Every record must be given again word for word; no picture belongs in the copy.

Input data below:

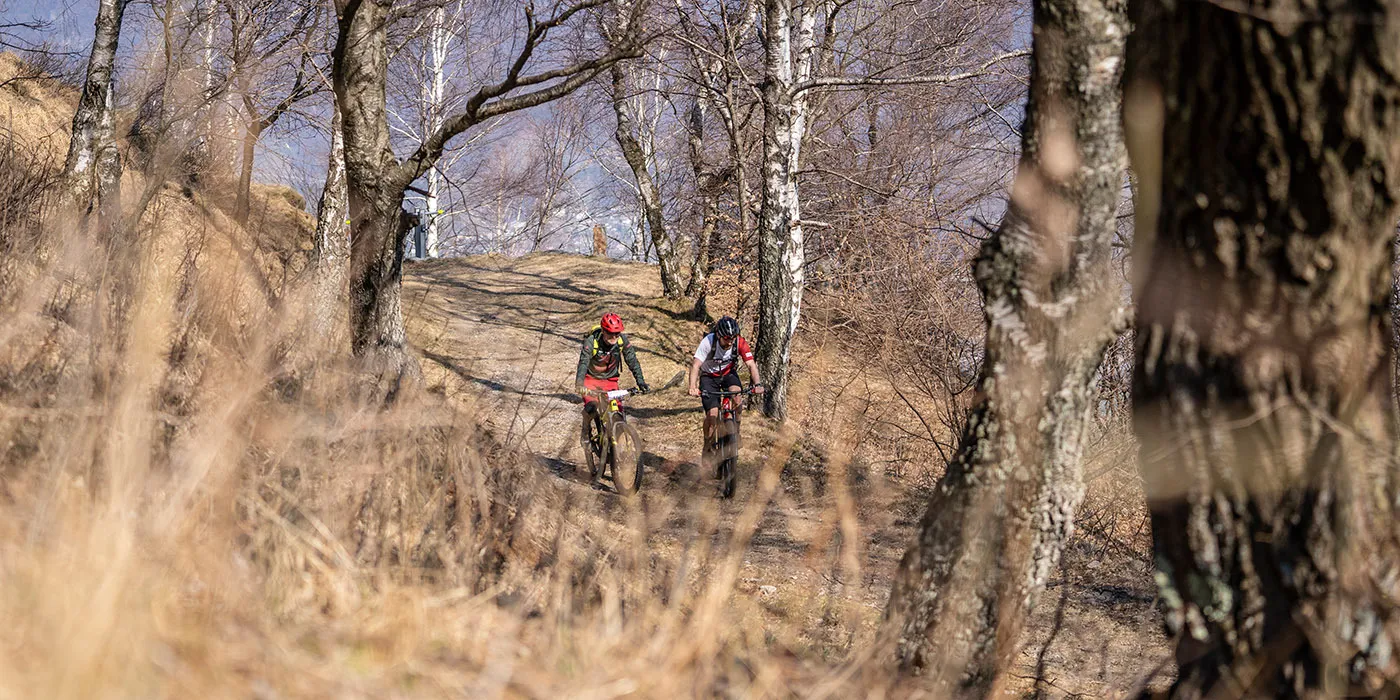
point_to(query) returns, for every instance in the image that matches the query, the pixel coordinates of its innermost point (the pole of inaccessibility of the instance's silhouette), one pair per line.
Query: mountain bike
(724, 444)
(611, 443)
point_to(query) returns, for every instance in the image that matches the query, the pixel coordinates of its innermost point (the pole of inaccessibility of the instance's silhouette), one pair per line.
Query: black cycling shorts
(717, 384)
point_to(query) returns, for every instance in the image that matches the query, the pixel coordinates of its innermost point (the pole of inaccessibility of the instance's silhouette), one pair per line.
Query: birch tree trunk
(998, 520)
(648, 193)
(781, 256)
(709, 188)
(374, 198)
(1263, 356)
(436, 95)
(377, 181)
(331, 254)
(93, 168)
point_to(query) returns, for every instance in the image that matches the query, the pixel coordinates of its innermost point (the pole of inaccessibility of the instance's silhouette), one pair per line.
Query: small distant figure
(599, 241)
(716, 368)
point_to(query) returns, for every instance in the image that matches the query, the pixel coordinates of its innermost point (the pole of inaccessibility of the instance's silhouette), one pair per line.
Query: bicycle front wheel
(626, 458)
(728, 455)
(592, 444)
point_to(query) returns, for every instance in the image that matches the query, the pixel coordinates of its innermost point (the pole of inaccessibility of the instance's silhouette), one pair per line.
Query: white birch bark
(93, 165)
(790, 53)
(434, 105)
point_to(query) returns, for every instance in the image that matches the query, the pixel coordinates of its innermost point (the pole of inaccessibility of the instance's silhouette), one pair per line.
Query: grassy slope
(234, 560)
(501, 335)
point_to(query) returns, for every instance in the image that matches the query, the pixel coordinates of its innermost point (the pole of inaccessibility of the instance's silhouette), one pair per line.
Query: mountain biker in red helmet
(716, 367)
(601, 357)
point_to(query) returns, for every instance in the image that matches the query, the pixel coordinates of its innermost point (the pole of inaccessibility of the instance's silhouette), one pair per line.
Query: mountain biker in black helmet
(714, 367)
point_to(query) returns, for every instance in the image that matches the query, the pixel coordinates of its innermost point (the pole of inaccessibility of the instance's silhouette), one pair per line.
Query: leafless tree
(94, 168)
(998, 520)
(1263, 357)
(272, 51)
(377, 178)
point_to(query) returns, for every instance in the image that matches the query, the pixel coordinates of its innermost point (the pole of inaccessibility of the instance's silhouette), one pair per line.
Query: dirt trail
(504, 333)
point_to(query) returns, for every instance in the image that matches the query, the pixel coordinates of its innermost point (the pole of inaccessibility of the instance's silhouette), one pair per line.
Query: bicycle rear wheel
(626, 464)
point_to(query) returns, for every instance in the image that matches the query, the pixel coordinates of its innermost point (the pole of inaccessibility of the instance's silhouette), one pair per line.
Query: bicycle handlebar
(749, 389)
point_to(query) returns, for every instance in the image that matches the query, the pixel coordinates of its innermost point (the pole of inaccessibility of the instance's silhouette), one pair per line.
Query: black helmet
(725, 328)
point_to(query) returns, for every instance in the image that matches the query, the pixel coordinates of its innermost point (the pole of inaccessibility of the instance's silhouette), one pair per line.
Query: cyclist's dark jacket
(601, 361)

End of Input data.

Response below:
point_to(query) returns, for every instance in the image that matches the query, the pixel coordinates of its innermost point (the pole of inaccessibility of the instance's silhouette), one pair per line.
Query: mountain bike
(724, 444)
(611, 443)
point_to(query) returns, for every instance in the image that matches the query, the pixel coordinates of its innermost point (the pole of inaccessibility of the instance's silhouette), one pair per line.
Query: black cycling shorts
(717, 384)
point_to(query) returns, for every instance in the image that matches the query, the pixel coordinates of its innermost point (the pole of inaccessibility of the instance's silhouette), one pair per line.
Query: birch tree trunk
(998, 520)
(648, 193)
(781, 256)
(709, 188)
(374, 198)
(1263, 356)
(436, 95)
(377, 181)
(331, 254)
(93, 168)
point_to(query) returns, for every instance in the image that matches the query, the pixel coordinates of its innermost point (the pole of inaccessibility of the instance's silhouette), one pair per line.
Query: small distant figure
(599, 241)
(716, 368)
point_to(query) returns, for every instance in the image that matches the query, the pixel coordinates of its innermost point (the pole of inaccessibility of the instance's silhouette), one pair per line.
Query: bicycle front wheel
(626, 458)
(728, 455)
(592, 444)
point_to(query) returns, for every instance in the image that matches the query, the pixel coordinates of its innermost point (the pole of inaccessibility of the instance's silhouette), one pair per line.
Query: white birch bark
(93, 165)
(790, 53)
(434, 105)
point_to(query) returns, for every instance in the image that matches the query, the pixel coordinates of its innermost point (the pole of inaccessibility of the instance's silhouette), one pair per line.
Query: grassy slope
(234, 560)
(501, 335)
point_to(query) returns, for every instance in the image that matches the query, the pixel coordinates of its innermost point (the pole of inaccessibility of the instance's silhouette), one pair per line.
Query: mountain biker in red helmet
(716, 367)
(601, 357)
point_to(query) returns, for every instance in the image that matches the query, the pixel coordinates of its innermost point (the pole of inaccessibility of the instance's silhouette), one pair per line.
Query: mountain biker in black helmet
(714, 367)
point_to(query) returns, for every instance in the image that matches the query, the pixel coordinates of its innermost point (the pole of inaccessibility of the instance's silhouette), one pair per line.
Query: leafless tree
(94, 168)
(998, 520)
(1263, 357)
(272, 51)
(377, 178)
point_to(query) returns, for every instance in the image that matches the query, the pixel coordinates of its innermost point (the pole of inaccessibility of the instance's silhouette), one pair per line.
Query: dirt trail
(504, 333)
point_to(query) returns, for every instance in the image that matches the query, the pixel coordinates of its innermost point (the pole of inaccessibility of the instance's silhouette), one pair per line.
Query: bicycle rear wheel
(626, 464)
point_to(query) returns, for every instance in the image that matches the query, the pixel coordinates of its innermost point (the pole of inaccessibility of the instance's silhouette), one pair per line.
Query: bicycle handlebar
(749, 389)
point_to(query) returns, for every instance in the image that matches the query, the pixel coordinates of its innermost point (the pole of inaccessibility of the instance's silhouette), one pair per line.
Query: black helmet
(725, 328)
point_to(query) returns, for every instance in the image that matches the query, the pixel coordinates of its innermost point (the pole of inaccessibility of the instance's silhouette), one pair per line.
Query: cyclist's dark jacket
(601, 361)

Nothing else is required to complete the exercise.